## [EXERCISE GOAL]
Copy out every line of the records below word for word, without changing anything.

## [SUPPLIED DATA]

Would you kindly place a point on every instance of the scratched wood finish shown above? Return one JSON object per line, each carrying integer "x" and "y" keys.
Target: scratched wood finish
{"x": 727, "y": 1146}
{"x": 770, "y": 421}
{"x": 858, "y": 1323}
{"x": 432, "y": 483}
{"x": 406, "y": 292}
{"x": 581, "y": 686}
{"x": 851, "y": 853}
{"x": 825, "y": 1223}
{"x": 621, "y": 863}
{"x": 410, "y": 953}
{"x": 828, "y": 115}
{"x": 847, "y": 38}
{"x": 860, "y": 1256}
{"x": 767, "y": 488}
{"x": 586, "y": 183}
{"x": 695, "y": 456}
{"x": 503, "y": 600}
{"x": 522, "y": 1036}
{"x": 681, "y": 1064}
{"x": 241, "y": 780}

## [THE RESPONSE]
Would you kindly place a point on every instance of the scratched wood finish shown above? Return one JSON object per line, each carrying integer "x" and "y" keys.
Target: scratched wood finish
{"x": 727, "y": 1146}
{"x": 770, "y": 421}
{"x": 858, "y": 1323}
{"x": 432, "y": 483}
{"x": 406, "y": 292}
{"x": 581, "y": 686}
{"x": 851, "y": 853}
{"x": 825, "y": 1223}
{"x": 621, "y": 863}
{"x": 410, "y": 953}
{"x": 828, "y": 115}
{"x": 847, "y": 38}
{"x": 860, "y": 1256}
{"x": 767, "y": 488}
{"x": 586, "y": 183}
{"x": 695, "y": 456}
{"x": 503, "y": 600}
{"x": 522, "y": 1036}
{"x": 681, "y": 1064}
{"x": 241, "y": 780}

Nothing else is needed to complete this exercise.